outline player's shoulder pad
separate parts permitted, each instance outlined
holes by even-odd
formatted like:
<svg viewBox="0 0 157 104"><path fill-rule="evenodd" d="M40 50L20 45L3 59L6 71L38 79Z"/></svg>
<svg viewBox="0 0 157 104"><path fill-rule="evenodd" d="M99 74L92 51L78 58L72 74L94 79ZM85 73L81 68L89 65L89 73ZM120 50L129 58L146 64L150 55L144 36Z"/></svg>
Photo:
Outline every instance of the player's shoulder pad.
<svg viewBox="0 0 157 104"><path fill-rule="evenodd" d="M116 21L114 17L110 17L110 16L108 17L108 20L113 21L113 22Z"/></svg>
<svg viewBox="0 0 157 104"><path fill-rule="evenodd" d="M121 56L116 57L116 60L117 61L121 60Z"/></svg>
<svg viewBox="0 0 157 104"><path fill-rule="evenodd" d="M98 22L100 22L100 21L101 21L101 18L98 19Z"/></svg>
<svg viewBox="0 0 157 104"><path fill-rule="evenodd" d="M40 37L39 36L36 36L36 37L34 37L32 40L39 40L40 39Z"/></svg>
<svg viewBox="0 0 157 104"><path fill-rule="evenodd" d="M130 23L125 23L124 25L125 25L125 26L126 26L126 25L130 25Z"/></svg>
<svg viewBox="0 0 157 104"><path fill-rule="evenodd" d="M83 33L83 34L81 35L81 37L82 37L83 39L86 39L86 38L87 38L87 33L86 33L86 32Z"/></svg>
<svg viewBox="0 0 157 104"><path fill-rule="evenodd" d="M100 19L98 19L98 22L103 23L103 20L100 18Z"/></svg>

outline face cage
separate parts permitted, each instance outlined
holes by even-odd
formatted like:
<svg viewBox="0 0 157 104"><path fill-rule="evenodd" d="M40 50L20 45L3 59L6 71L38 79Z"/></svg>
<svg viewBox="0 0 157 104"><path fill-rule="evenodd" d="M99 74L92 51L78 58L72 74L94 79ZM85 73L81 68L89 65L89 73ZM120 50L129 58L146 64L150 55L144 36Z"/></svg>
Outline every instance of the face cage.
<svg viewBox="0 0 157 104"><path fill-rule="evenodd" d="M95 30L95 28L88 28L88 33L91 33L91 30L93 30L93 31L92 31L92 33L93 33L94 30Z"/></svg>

********************

EXERCISE DIRECTIONS
Pull out each record as written and restate it exactly.

RESULT BELOW
outline player's shoulder pad
separate parts permitted, each instance outlined
holes by even-odd
formatted like:
<svg viewBox="0 0 157 104"><path fill-rule="evenodd" d="M40 50L20 45L3 59L6 71L38 79Z"/></svg>
<svg viewBox="0 0 157 104"><path fill-rule="evenodd" d="M99 74L92 51L78 58L72 74L94 79ZM85 73L81 68L89 65L89 73ZM120 50L129 58L146 64L150 55L144 36Z"/></svg>
Photo:
Outline every instance of the player's shoulder pad.
<svg viewBox="0 0 157 104"><path fill-rule="evenodd" d="M116 21L114 17L110 17L110 16L108 17L108 20L113 21L113 22Z"/></svg>
<svg viewBox="0 0 157 104"><path fill-rule="evenodd" d="M121 56L116 57L116 60L117 61L121 60Z"/></svg>
<svg viewBox="0 0 157 104"><path fill-rule="evenodd" d="M98 22L100 22L100 21L101 21L101 18L98 19Z"/></svg>
<svg viewBox="0 0 157 104"><path fill-rule="evenodd" d="M40 37L39 36L36 36L36 37L34 37L32 40L39 40L40 39Z"/></svg>
<svg viewBox="0 0 157 104"><path fill-rule="evenodd" d="M130 23L125 23L124 25L125 25L125 26L126 26L126 25L130 25Z"/></svg>
<svg viewBox="0 0 157 104"><path fill-rule="evenodd" d="M83 33L83 34L81 35L81 37L82 37L83 39L86 39L86 38L87 38L87 33L86 33L86 32Z"/></svg>
<svg viewBox="0 0 157 104"><path fill-rule="evenodd" d="M100 19L98 19L98 22L103 23L103 20L100 18Z"/></svg>

outline face cage
separate parts permitted, each instance outlined
holes by even-odd
formatted like:
<svg viewBox="0 0 157 104"><path fill-rule="evenodd" d="M40 50L20 45L3 59L6 71L38 79Z"/></svg>
<svg viewBox="0 0 157 104"><path fill-rule="evenodd" d="M99 74L92 51L78 58L72 74L94 79ZM85 73L81 68L89 65L89 73ZM120 50L129 58L146 64L150 55L144 36Z"/></svg>
Outline every instance of the face cage.
<svg viewBox="0 0 157 104"><path fill-rule="evenodd" d="M95 30L95 28L88 28L88 33L91 33L91 30L93 30L93 31L92 31L92 33L93 33L94 30Z"/></svg>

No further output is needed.